- _Consignes_
**a.** D'après l'extrait sur le programme musical, pourquoi la Symphonie classique de Prokofiev demande-t-elle un ensemble qui la joue avec malice et légèreté ?
**b.** Dans l'extrait sur le programme musical, recopiez sans rien changer le passage qui commence à « Un programme délicieux » et se termine à « chatouillent les jambes. ».

- _Extrait du texte_

⁂

Un programme délicieux en perspective que ce tiercé d’œuvres de charme, même si le 3e Concerto pour violon, K 216 de Mozart, mérite un peu plus que cette étiquette : la Symphonie classique de Prokofiev, est un bouquet d’élans vitaminés, juvéniles, pétillants, et pour obtenir sa fragrance, il faut un ensemble instrumental qui l’assume avec malice et légèreté, comme pour une ronde elfique. La Symphonie dite  « Italienne » de Mendelssohn, est, elle, un fleuve heureux qui coule comme un hymne à la grâce de l’Italie dont le compositeur, âgé de vingt ans, savourait les charmes, lors de son séjour romain notamment. Tout y est joyeux, frais, avec des rythmes endiablés qui chatouillent les jambes.

⁂

- _Données fournies_

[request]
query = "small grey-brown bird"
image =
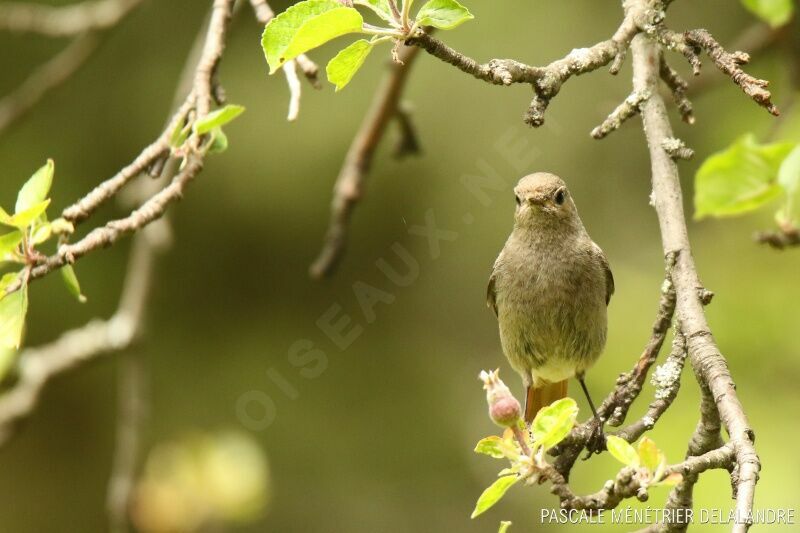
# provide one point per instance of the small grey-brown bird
(549, 288)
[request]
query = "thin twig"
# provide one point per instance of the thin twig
(349, 185)
(708, 362)
(200, 101)
(126, 451)
(547, 80)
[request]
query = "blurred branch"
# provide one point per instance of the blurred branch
(83, 21)
(63, 21)
(349, 185)
(197, 104)
(786, 236)
(130, 411)
(46, 78)
(40, 364)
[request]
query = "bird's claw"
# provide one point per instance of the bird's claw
(596, 442)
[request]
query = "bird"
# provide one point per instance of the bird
(549, 288)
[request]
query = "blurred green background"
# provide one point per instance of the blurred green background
(382, 439)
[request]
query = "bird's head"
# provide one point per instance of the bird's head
(543, 200)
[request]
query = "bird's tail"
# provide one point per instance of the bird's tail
(543, 396)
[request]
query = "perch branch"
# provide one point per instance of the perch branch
(546, 81)
(349, 186)
(615, 406)
(709, 364)
(691, 43)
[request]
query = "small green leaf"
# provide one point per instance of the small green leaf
(443, 14)
(773, 12)
(671, 480)
(7, 358)
(789, 179)
(304, 26)
(71, 282)
(36, 188)
(22, 220)
(493, 494)
(739, 179)
(554, 422)
(219, 141)
(648, 453)
(380, 7)
(61, 225)
(217, 118)
(9, 242)
(41, 233)
(345, 64)
(491, 446)
(13, 308)
(7, 280)
(622, 451)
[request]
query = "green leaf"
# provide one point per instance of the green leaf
(444, 14)
(671, 480)
(217, 118)
(23, 219)
(71, 282)
(9, 242)
(7, 358)
(773, 12)
(491, 446)
(36, 188)
(41, 233)
(648, 453)
(380, 7)
(7, 280)
(493, 494)
(219, 143)
(345, 64)
(13, 308)
(554, 422)
(739, 179)
(789, 178)
(304, 26)
(622, 451)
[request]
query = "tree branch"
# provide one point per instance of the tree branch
(197, 104)
(349, 186)
(706, 358)
(546, 81)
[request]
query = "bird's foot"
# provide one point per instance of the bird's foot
(596, 442)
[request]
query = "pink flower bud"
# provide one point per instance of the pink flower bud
(504, 409)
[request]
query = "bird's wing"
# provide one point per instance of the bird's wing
(491, 289)
(491, 302)
(601, 257)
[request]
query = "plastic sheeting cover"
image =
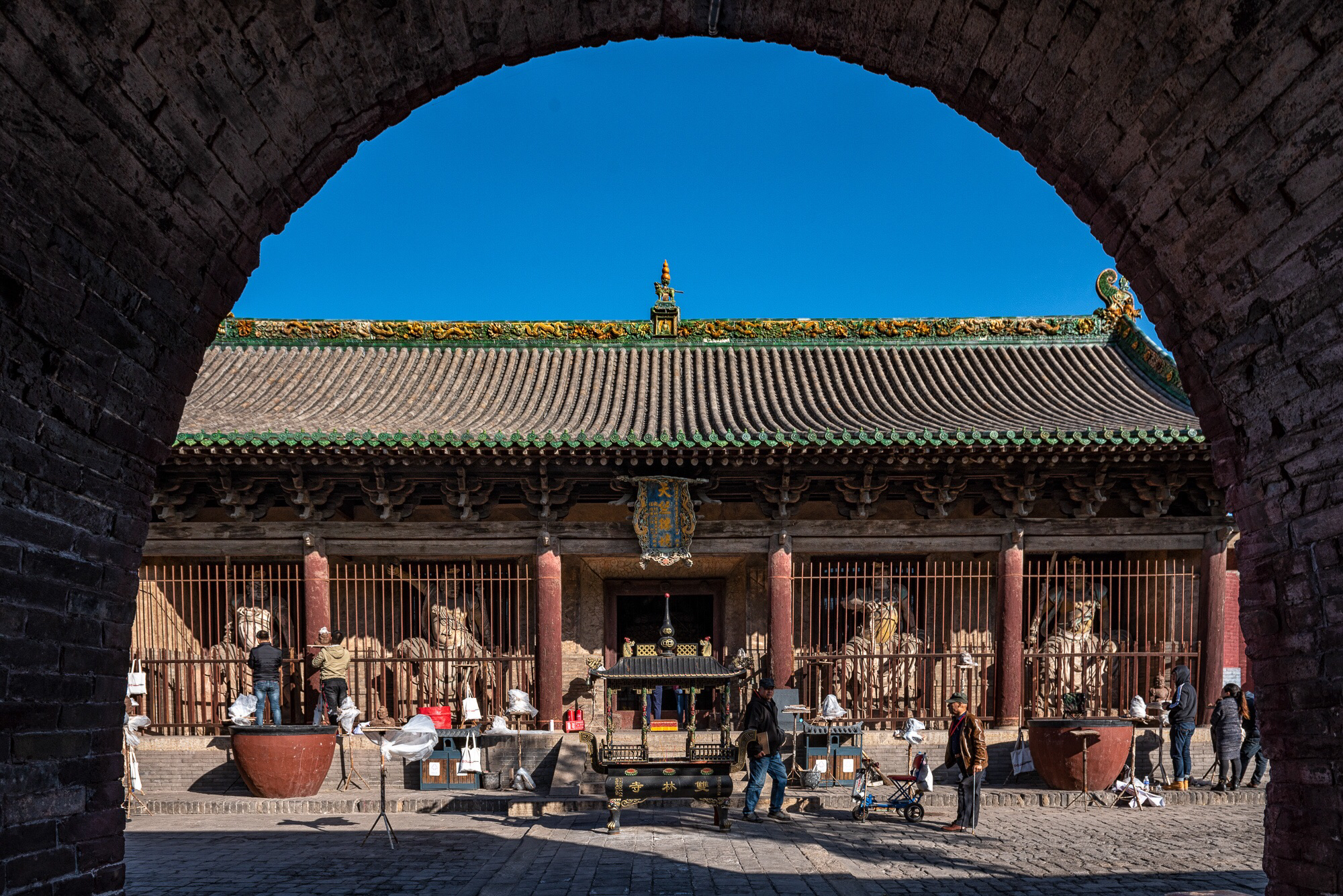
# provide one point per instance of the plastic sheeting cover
(242, 707)
(414, 741)
(519, 702)
(831, 709)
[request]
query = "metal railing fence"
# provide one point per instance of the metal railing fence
(894, 638)
(1099, 632)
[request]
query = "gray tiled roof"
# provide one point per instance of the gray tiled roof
(647, 391)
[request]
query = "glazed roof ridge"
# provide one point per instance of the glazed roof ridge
(716, 384)
(1138, 436)
(984, 330)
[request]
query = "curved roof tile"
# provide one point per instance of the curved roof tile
(633, 392)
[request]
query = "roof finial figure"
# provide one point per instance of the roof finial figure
(667, 635)
(665, 314)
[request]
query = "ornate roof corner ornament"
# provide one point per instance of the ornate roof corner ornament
(391, 498)
(179, 502)
(1118, 295)
(860, 497)
(472, 498)
(665, 314)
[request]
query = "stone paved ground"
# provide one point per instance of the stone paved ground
(1016, 851)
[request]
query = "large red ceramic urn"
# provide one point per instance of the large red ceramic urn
(283, 761)
(1056, 748)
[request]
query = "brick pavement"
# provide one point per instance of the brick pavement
(1017, 851)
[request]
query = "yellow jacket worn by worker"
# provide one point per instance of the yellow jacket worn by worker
(332, 660)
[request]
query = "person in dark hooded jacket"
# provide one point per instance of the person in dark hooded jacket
(1184, 711)
(1251, 748)
(1228, 717)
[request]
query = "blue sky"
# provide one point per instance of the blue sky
(777, 183)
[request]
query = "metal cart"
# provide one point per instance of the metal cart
(907, 799)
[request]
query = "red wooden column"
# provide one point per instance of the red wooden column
(781, 609)
(1011, 562)
(1212, 605)
(550, 664)
(318, 609)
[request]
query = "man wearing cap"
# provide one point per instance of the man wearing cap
(968, 749)
(762, 717)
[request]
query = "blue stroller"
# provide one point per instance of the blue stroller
(907, 797)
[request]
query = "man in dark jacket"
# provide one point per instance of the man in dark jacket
(265, 664)
(762, 717)
(1251, 746)
(1184, 713)
(968, 749)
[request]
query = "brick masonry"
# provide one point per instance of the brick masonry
(147, 149)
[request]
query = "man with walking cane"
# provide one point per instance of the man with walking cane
(968, 749)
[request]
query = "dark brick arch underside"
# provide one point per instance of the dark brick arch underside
(150, 146)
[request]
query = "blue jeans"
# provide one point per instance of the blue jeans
(1251, 749)
(1183, 765)
(968, 799)
(268, 691)
(772, 766)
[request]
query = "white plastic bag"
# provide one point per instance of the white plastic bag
(471, 709)
(136, 785)
(134, 725)
(923, 777)
(136, 681)
(242, 709)
(519, 702)
(471, 756)
(414, 742)
(831, 709)
(349, 714)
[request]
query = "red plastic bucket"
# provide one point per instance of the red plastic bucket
(443, 715)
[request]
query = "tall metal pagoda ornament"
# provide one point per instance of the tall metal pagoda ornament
(664, 518)
(703, 768)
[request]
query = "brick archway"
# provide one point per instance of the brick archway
(146, 153)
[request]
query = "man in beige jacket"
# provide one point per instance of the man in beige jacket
(332, 662)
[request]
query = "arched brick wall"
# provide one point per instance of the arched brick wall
(148, 148)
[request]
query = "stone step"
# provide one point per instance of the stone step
(532, 805)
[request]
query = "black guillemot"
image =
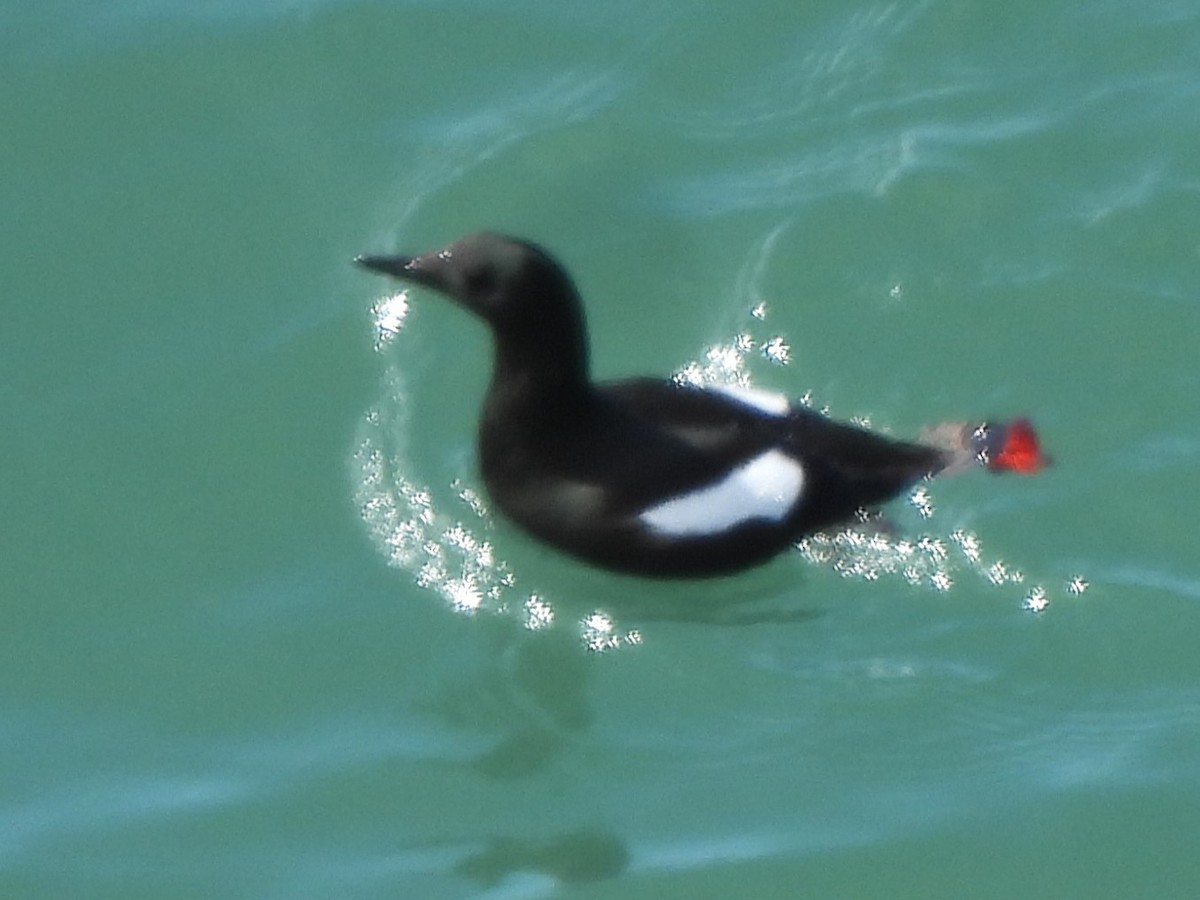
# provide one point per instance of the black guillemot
(653, 477)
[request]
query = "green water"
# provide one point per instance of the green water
(262, 635)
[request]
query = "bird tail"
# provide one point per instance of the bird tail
(997, 447)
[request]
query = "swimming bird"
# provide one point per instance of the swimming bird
(652, 477)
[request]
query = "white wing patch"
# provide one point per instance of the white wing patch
(766, 487)
(763, 401)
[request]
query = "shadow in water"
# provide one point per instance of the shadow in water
(575, 858)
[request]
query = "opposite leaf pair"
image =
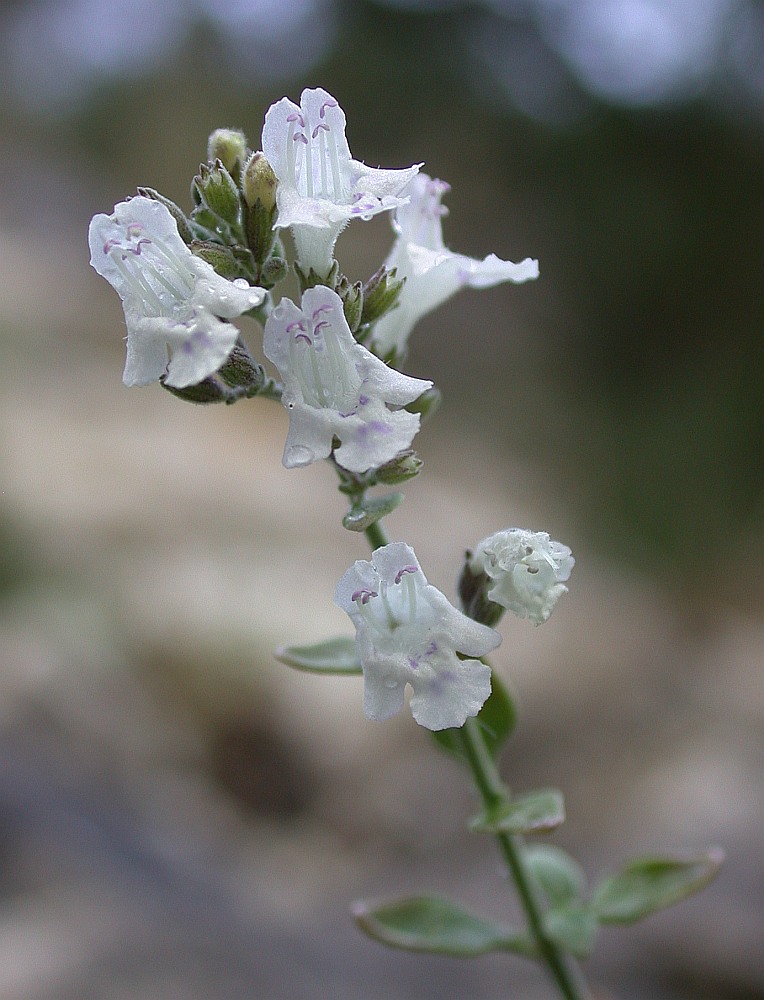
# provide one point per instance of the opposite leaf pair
(407, 632)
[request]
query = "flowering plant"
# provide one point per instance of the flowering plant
(182, 278)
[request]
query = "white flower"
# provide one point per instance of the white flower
(527, 571)
(432, 272)
(334, 387)
(171, 298)
(408, 633)
(320, 186)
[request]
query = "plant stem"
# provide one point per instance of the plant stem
(562, 969)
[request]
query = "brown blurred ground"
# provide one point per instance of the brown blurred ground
(180, 815)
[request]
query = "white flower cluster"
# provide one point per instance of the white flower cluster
(344, 400)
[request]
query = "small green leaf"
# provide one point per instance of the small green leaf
(335, 656)
(573, 928)
(650, 884)
(559, 875)
(497, 718)
(368, 511)
(535, 812)
(428, 923)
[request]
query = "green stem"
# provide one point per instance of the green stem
(376, 535)
(563, 971)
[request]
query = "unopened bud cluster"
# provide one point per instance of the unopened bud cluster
(336, 350)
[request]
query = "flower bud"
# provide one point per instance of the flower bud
(380, 294)
(182, 222)
(228, 145)
(523, 571)
(403, 467)
(259, 182)
(352, 302)
(259, 188)
(241, 371)
(219, 257)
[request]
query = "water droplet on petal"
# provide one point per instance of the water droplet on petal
(299, 455)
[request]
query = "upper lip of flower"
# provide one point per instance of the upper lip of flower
(306, 146)
(170, 297)
(333, 387)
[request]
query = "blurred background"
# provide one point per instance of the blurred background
(180, 815)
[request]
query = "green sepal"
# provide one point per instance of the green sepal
(534, 812)
(368, 511)
(574, 928)
(312, 279)
(219, 192)
(205, 224)
(240, 371)
(400, 469)
(426, 405)
(435, 925)
(219, 257)
(204, 392)
(274, 270)
(559, 876)
(647, 885)
(177, 213)
(380, 294)
(496, 719)
(334, 656)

⁂

- _Réponses par consigne_
**a.** Cette symphonie est un bouquet d'élans vitaminés, juvéniles et pétillants. Pour en obtenir la fragrance, l'ensemble doit donc l'assumer avec malice et légèreté, comme pour une ronde elfique.

**b.**
Un programme délicieux en perspective que ce tiercé d’œuvres de charme, même si le 3e Concerto pour violon, K 216 de Mozart, mérite un peu plus que cette étiquette : la Symphonie classique de Prokofiev, est un bouquet d’élans vitaminés, juvéniles, pétillants, et pour obtenir sa fragrance, il faut un ensemble instrumental qui l’assume avec malice et légèreté, comme pour une ronde elfique. La Symphonie dite  « Italienne » de Mendelssohn, est, elle, un fleuve heureux qui coule comme un hymne à la grâce de l’Italie dont le compositeur, âgé de vingt ans, savourait les charmes, lors de son séjour romain notamment. Tout y est joyeux, frais, avec des rythmes endiablés qui chatouillent les jambes.